-- Dataset excerpt --
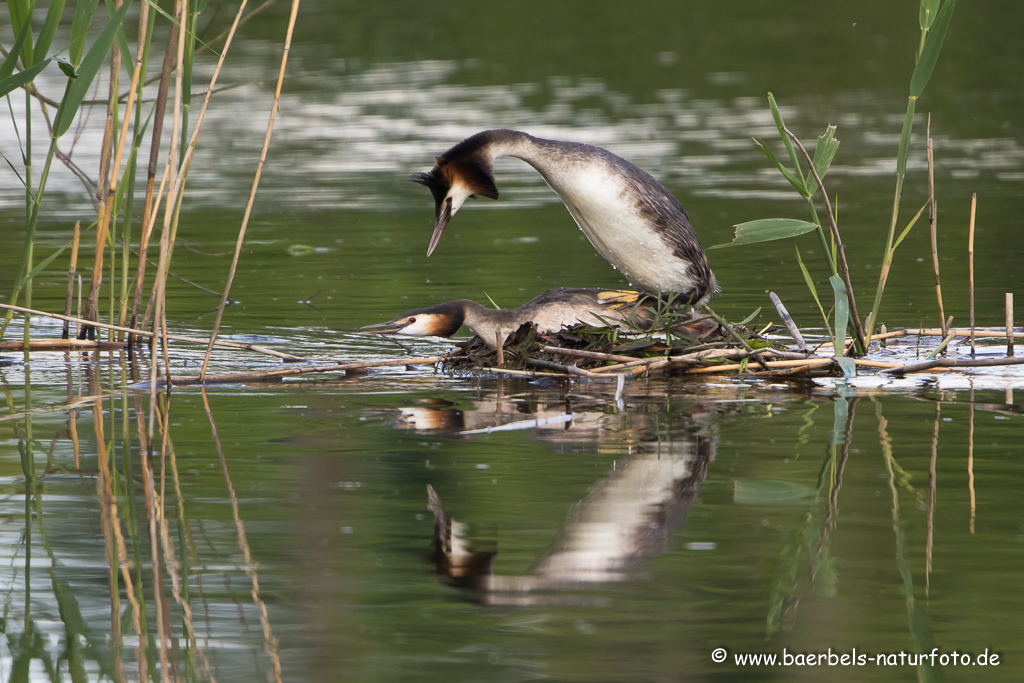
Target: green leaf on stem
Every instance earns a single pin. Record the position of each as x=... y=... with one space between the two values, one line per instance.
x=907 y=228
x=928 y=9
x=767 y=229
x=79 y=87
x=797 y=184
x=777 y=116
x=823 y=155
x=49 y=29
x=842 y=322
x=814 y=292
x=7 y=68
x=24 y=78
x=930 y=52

-- Stated exercise --
Reproduce the records in the dataset excerpt above with "instance" swapped for "occurrence" everywhere and everything else kept the same. Omit the pictures.

-- Result of this task --
Target: green leaf on stem
Every occurrence earns a single pin. Record the position of each as x=... y=... with one space between the two values, one line per occurrence.
x=907 y=228
x=928 y=9
x=767 y=229
x=79 y=87
x=797 y=184
x=777 y=116
x=823 y=155
x=49 y=29
x=842 y=322
x=814 y=292
x=7 y=68
x=24 y=78
x=930 y=52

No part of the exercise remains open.